**HOW TO COMPLETE THIS TASK**:
Restate exactly the lines that run from the start of the records below to the line containing "Target: blurred green foliage", counting both ends, and nothing else; pictures stay out.

**EXTRACTED MATERIAL**:
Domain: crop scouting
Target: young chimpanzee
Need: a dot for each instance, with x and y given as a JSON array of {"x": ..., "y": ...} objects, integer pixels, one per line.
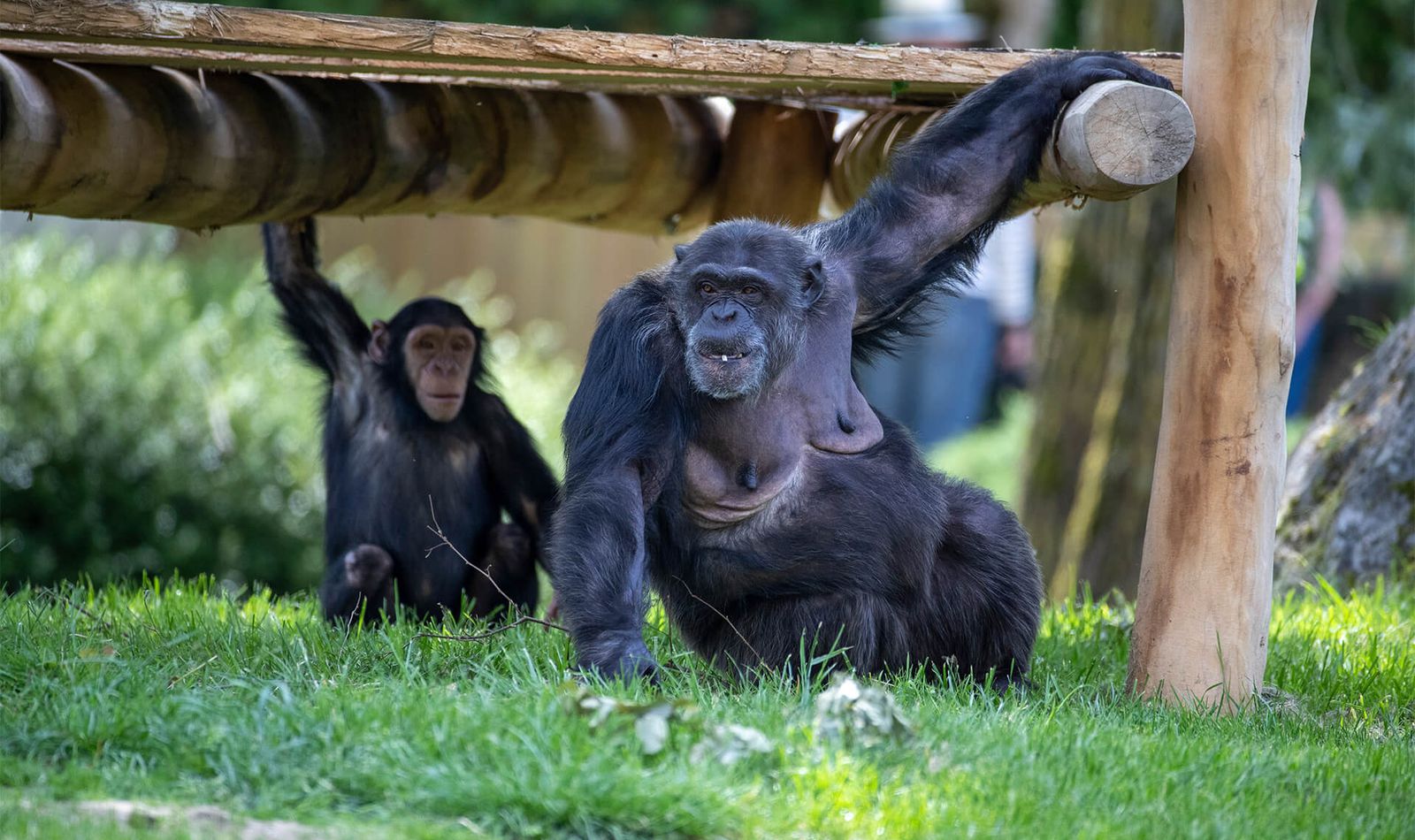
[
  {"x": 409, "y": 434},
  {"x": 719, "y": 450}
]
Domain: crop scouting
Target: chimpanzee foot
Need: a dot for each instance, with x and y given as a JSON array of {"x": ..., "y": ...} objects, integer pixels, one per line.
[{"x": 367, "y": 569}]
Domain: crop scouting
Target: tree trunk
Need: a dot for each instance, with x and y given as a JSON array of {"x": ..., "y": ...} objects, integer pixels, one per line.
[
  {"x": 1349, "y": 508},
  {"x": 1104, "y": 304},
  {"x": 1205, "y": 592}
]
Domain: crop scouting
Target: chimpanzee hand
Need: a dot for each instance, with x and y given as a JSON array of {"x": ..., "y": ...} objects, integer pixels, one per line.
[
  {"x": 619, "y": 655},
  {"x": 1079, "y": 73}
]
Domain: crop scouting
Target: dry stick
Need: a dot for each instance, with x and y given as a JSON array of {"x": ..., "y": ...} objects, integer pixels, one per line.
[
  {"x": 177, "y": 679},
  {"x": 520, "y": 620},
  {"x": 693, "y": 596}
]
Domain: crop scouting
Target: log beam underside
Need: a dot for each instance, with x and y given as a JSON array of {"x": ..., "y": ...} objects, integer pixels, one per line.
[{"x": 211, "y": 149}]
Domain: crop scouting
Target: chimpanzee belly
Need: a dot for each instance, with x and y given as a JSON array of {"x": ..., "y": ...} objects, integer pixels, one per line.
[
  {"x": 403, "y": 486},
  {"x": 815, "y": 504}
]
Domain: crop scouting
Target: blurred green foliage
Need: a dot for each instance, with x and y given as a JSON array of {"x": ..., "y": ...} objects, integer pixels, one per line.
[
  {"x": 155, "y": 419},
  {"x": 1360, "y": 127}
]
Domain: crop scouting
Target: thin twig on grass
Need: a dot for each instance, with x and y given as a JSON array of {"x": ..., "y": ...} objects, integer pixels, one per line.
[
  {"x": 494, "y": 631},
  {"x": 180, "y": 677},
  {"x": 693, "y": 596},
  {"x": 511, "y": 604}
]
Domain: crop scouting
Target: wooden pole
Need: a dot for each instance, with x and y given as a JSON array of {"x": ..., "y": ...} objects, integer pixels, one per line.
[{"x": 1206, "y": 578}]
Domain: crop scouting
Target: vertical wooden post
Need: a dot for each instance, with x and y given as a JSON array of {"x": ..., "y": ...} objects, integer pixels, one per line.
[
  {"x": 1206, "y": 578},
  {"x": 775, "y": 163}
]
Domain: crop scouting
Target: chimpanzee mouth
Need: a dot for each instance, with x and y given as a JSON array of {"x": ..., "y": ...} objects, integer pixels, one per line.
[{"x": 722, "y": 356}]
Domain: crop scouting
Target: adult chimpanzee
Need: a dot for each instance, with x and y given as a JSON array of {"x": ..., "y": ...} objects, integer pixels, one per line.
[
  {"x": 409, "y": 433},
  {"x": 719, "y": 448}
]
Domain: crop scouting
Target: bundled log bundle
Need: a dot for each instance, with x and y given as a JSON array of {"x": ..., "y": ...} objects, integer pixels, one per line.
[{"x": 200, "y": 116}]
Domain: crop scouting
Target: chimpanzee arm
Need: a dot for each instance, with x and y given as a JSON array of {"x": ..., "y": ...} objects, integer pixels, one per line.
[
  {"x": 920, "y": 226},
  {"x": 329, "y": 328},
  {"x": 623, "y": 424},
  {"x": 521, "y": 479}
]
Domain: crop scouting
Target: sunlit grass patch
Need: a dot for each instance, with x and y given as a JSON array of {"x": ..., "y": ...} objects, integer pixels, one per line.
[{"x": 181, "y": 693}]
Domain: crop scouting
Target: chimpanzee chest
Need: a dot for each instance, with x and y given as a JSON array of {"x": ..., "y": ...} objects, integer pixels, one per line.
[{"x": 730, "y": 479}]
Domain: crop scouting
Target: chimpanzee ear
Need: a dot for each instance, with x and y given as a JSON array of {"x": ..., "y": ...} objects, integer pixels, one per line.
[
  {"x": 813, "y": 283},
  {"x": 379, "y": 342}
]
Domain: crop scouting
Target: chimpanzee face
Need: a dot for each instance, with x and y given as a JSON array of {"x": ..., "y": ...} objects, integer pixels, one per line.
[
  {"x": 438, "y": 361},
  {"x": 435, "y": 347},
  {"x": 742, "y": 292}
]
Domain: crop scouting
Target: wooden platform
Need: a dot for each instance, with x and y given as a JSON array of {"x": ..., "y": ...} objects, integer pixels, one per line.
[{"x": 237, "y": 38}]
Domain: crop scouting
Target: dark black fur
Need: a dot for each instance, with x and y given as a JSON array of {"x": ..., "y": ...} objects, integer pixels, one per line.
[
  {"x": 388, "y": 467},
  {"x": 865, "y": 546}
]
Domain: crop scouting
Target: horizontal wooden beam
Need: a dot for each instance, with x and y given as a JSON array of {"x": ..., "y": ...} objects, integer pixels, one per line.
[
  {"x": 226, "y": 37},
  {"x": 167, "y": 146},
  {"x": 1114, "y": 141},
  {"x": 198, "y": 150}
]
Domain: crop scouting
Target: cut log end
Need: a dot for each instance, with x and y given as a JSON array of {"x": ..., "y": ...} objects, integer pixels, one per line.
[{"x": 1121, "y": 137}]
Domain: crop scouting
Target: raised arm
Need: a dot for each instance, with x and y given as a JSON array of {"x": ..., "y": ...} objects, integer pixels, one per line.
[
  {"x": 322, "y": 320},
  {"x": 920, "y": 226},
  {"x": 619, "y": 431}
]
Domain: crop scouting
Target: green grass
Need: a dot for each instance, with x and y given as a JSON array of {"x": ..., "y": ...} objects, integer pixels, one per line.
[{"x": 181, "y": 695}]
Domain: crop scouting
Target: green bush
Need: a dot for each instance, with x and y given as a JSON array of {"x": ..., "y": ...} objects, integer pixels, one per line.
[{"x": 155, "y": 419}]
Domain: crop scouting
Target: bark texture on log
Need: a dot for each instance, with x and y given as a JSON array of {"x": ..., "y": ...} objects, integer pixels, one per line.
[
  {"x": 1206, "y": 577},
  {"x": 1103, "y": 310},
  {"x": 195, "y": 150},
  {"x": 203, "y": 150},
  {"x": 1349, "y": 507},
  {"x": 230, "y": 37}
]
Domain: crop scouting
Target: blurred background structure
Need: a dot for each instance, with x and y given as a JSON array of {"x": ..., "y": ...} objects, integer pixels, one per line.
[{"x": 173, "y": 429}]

**OUTPUT BELOW**:
Domain: crop scouting
Target: young chimpanzee
Need: a dot for each instance, with x and y given as a JSON array of {"x": ..., "y": ...} objects, integer pixels, one per line.
[
  {"x": 409, "y": 434},
  {"x": 719, "y": 450}
]
Domain: crop scouting
Target: chimpanzee foot
Need: a dot for each instance, with x and y given as a JSON array of {"x": ..., "y": ...} objects, integer pixels, one per line.
[{"x": 367, "y": 569}]
Domain: crop scouting
Target: tree trunk
Need: a dot for each instance, with x and y given as a JSON array of {"x": ..., "y": ...} objects, integer pixels, one per line.
[
  {"x": 1349, "y": 508},
  {"x": 1104, "y": 304},
  {"x": 1205, "y": 592}
]
Domain: crop scouting
Target: chimpanzee hand
Need: a dot for each instance, with x and y given as a JSON array of {"x": ..., "y": ...} objects, integer pixels, one per line.
[
  {"x": 619, "y": 655},
  {"x": 1079, "y": 73}
]
Domain: crop scouting
Target: dry stick
Need: a dot for each instance, with x and y given as a JSON array of {"x": ..., "y": ...} objects, integer pixels, one per line.
[
  {"x": 177, "y": 679},
  {"x": 520, "y": 620},
  {"x": 693, "y": 596}
]
Domain: crop scouting
Target: log beam underside
Need: a dot for each instance, with x and y given as a JSON array of {"x": ..., "y": ...} objects, integer pixels, one per line.
[{"x": 211, "y": 149}]
Domain: crop scouting
Target: chimpanzee belly
Need: a dot for each instance, with x and y given as a JSON array of {"x": ..., "y": ...} objects, integer pixels, one per line.
[
  {"x": 403, "y": 486},
  {"x": 815, "y": 504}
]
Domain: crop scouting
Target: blurred green foliage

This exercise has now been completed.